» **TO DO**
When you reach the line containing "Expected: one point per instance of the front grille, each", begin copying exactly, and keep going through the last line of the records below, copying nothing before it.

» **TASK DATA**
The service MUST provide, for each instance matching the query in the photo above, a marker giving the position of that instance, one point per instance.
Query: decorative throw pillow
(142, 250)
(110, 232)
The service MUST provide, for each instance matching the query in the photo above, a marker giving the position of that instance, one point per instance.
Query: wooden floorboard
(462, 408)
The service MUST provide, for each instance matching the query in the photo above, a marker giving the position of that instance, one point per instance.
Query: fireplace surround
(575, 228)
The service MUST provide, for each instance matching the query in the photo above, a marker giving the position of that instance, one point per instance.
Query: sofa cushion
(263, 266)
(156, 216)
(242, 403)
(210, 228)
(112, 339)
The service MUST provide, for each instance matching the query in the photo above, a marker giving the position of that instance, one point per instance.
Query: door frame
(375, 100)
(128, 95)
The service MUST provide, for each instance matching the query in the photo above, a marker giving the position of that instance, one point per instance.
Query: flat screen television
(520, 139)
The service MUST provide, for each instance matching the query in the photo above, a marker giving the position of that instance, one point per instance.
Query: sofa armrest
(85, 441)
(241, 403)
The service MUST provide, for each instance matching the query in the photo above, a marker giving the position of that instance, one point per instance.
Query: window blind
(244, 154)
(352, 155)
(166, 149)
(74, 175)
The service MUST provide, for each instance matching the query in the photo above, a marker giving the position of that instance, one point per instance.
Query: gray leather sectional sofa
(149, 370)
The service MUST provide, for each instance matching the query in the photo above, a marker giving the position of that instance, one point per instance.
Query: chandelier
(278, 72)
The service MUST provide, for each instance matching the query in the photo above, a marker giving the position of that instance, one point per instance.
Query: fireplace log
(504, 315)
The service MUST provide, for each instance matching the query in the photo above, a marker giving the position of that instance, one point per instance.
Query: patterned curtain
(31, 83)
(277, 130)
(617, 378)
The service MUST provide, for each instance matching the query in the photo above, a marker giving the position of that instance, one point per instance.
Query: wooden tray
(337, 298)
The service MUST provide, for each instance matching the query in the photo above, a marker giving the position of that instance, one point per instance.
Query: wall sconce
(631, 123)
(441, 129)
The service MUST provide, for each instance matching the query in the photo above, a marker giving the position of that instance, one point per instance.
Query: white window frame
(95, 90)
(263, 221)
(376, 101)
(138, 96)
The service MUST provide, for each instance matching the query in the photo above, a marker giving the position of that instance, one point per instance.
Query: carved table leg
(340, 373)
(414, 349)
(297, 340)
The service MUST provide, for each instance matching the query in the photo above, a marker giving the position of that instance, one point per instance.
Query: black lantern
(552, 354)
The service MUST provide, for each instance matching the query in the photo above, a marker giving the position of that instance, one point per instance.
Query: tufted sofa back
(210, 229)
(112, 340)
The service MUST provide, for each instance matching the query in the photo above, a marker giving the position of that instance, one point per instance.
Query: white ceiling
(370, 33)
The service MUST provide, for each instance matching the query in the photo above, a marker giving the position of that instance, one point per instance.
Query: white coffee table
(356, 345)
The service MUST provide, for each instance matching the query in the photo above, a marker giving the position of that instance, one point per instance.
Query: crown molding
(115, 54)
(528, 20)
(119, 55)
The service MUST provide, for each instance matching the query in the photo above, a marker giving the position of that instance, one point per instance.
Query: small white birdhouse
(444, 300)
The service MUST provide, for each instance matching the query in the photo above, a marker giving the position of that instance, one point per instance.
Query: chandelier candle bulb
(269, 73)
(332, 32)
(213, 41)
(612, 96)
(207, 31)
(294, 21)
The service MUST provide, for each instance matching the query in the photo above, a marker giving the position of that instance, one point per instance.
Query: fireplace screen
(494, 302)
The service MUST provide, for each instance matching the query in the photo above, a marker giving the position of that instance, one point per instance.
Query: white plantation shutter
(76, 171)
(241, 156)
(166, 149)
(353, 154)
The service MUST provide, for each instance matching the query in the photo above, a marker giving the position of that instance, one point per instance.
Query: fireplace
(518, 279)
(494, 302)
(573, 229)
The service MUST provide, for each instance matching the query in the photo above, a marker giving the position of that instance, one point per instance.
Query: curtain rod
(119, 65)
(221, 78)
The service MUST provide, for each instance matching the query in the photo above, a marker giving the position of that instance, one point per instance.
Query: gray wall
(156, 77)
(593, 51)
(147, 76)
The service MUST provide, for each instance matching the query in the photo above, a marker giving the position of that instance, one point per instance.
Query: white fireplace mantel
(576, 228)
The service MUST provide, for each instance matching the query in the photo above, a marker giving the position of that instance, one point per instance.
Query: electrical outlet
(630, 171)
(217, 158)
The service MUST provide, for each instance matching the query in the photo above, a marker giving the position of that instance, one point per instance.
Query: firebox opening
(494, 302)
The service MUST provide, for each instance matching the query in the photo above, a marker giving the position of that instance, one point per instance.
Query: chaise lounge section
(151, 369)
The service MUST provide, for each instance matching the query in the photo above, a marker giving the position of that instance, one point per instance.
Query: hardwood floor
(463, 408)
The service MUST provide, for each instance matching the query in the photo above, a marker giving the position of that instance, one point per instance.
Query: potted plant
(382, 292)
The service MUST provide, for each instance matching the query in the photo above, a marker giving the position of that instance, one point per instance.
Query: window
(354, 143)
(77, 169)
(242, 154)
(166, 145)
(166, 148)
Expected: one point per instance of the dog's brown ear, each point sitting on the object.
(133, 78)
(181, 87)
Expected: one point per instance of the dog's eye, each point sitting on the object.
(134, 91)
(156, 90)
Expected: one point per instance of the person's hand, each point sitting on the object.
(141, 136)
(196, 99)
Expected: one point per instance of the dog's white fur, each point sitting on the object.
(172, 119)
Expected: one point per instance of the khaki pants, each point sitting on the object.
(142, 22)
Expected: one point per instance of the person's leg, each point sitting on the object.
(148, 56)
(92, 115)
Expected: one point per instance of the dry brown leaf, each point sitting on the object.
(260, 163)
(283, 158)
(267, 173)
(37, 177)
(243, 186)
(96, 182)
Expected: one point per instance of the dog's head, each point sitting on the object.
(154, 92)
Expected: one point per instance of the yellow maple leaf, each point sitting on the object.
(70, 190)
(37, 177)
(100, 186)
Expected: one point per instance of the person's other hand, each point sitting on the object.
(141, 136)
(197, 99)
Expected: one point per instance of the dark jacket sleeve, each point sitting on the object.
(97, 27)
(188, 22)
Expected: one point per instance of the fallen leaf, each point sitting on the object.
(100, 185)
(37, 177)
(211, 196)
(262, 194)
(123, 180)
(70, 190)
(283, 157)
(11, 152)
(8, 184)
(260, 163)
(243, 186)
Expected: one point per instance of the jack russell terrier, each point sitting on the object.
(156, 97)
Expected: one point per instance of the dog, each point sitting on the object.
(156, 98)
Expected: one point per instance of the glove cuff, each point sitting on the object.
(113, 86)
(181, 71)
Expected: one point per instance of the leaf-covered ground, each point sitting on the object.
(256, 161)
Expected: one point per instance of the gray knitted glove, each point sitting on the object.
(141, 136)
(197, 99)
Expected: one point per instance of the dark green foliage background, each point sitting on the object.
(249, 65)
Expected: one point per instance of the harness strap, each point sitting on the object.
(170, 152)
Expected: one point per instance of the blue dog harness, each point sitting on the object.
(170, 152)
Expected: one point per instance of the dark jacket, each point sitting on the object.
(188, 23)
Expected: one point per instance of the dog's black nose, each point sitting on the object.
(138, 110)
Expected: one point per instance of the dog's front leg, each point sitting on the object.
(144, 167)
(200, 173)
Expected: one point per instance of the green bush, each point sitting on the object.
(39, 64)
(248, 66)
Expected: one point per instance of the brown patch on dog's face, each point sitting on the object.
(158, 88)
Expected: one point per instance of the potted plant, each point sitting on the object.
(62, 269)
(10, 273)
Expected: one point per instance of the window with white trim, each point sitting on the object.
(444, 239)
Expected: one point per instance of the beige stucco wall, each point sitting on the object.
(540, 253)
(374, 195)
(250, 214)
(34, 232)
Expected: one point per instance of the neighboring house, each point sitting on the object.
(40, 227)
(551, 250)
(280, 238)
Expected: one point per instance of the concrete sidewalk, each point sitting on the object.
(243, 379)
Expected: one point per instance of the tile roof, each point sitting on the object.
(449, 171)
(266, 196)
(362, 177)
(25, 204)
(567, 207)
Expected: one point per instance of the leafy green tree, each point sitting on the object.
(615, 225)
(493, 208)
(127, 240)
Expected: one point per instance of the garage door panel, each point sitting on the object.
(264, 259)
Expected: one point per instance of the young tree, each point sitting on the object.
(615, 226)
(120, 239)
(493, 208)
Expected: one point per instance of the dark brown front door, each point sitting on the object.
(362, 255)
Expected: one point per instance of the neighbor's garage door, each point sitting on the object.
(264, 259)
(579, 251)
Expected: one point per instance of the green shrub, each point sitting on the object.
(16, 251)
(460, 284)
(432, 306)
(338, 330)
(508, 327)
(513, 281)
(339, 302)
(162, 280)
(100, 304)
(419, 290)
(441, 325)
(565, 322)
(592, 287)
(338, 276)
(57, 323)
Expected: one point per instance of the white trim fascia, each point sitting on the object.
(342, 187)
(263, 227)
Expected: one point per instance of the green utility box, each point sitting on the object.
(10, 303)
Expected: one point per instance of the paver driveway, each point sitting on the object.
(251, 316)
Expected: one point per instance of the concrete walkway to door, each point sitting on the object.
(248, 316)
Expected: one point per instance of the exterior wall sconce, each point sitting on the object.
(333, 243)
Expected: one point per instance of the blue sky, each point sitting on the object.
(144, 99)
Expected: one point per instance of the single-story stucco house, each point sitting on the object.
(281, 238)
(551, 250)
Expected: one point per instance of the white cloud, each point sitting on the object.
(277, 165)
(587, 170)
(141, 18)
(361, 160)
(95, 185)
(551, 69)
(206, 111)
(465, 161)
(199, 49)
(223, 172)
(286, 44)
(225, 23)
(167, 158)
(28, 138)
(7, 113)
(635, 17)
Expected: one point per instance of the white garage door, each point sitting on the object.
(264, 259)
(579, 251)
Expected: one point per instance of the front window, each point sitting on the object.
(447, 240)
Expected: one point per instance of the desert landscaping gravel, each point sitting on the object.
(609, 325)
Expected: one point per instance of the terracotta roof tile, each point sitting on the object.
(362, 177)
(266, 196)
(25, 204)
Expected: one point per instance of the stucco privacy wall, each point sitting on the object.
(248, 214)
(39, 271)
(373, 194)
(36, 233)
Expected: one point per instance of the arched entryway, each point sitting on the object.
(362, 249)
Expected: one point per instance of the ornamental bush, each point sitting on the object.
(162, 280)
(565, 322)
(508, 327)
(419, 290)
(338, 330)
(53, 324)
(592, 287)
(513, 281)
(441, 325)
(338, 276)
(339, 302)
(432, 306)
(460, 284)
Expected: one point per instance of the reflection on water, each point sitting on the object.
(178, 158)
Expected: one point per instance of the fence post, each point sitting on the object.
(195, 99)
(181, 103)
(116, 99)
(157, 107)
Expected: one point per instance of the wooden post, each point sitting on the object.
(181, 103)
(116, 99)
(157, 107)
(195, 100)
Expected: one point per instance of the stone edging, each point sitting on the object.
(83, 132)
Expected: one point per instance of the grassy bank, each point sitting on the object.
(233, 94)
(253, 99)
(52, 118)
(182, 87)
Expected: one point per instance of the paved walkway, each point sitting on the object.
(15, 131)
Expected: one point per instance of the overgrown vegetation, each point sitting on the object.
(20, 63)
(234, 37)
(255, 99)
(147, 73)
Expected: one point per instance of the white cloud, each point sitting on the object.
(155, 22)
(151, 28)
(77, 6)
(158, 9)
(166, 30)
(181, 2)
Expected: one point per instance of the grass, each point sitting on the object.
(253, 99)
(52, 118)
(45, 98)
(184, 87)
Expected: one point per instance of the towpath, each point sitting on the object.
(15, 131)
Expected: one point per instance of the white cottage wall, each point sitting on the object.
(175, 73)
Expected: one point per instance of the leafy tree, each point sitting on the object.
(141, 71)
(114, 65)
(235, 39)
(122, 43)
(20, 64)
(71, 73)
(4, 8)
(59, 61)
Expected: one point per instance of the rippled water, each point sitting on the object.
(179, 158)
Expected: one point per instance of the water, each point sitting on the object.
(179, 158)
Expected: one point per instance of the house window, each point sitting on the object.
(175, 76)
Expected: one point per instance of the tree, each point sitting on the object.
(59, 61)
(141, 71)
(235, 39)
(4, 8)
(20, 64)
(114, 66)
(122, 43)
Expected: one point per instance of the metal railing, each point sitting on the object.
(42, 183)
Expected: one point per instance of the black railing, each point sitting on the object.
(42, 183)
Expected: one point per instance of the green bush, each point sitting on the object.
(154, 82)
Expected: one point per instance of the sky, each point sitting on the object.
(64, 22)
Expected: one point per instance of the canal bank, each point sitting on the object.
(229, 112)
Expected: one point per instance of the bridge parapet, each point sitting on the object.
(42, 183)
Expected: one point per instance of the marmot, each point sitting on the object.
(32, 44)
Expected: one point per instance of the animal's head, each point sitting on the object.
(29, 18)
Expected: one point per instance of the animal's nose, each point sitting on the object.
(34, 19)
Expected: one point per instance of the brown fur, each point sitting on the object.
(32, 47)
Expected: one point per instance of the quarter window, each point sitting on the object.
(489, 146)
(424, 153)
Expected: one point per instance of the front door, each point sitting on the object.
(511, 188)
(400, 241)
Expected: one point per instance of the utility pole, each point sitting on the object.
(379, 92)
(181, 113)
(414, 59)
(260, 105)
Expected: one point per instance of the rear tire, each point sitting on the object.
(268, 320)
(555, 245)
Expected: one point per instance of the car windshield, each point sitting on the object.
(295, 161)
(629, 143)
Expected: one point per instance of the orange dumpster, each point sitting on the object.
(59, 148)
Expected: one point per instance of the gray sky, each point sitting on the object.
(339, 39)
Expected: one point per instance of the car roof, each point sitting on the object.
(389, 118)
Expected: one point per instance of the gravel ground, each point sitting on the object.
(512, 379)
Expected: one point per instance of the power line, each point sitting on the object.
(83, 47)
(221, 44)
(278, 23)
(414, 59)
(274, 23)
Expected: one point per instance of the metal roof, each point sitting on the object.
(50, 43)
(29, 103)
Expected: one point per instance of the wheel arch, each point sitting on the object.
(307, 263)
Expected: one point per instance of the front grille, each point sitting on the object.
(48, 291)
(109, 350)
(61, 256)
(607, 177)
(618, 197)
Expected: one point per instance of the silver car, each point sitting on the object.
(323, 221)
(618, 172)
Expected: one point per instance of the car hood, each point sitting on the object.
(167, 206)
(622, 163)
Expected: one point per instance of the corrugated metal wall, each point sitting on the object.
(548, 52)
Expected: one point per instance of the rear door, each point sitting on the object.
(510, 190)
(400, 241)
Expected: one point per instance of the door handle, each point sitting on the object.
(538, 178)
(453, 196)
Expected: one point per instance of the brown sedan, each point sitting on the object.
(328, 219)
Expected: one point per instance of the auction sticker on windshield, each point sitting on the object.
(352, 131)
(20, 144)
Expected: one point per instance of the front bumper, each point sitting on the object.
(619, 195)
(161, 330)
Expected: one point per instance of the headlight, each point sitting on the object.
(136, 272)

» **PROBLEM SOLUTION**
Expected: one point per instance of the front grille, each point sitting on the object.
(48, 291)
(109, 350)
(61, 256)
(607, 177)
(618, 197)
Expected: one point per instance of the silver car, each point sitting on the object.
(323, 221)
(618, 172)
Expected: one point per instance of the car hood, each point sitting on the object.
(167, 206)
(622, 163)
Expected: one point per instance of the corrugated metal wall, each point sitting on the object.
(548, 52)
Expected: one point per instance of the rear door, each point sitting on the object.
(510, 190)
(400, 241)
Expected: one point per instance of the door handle, each point sitting on the object.
(538, 178)
(453, 196)
Expected: one point per instance of the brown sedan, each point sitting on the object.
(328, 219)
Expected: one point per instance of the auction sticker on windshield, each point sitting on the object.
(352, 131)
(20, 144)
Expected: one point per instance of the front bumper, each point sitting on the object.
(619, 195)
(161, 330)
Expected: one point per instance of the headlight, each point sitting on the object.
(136, 272)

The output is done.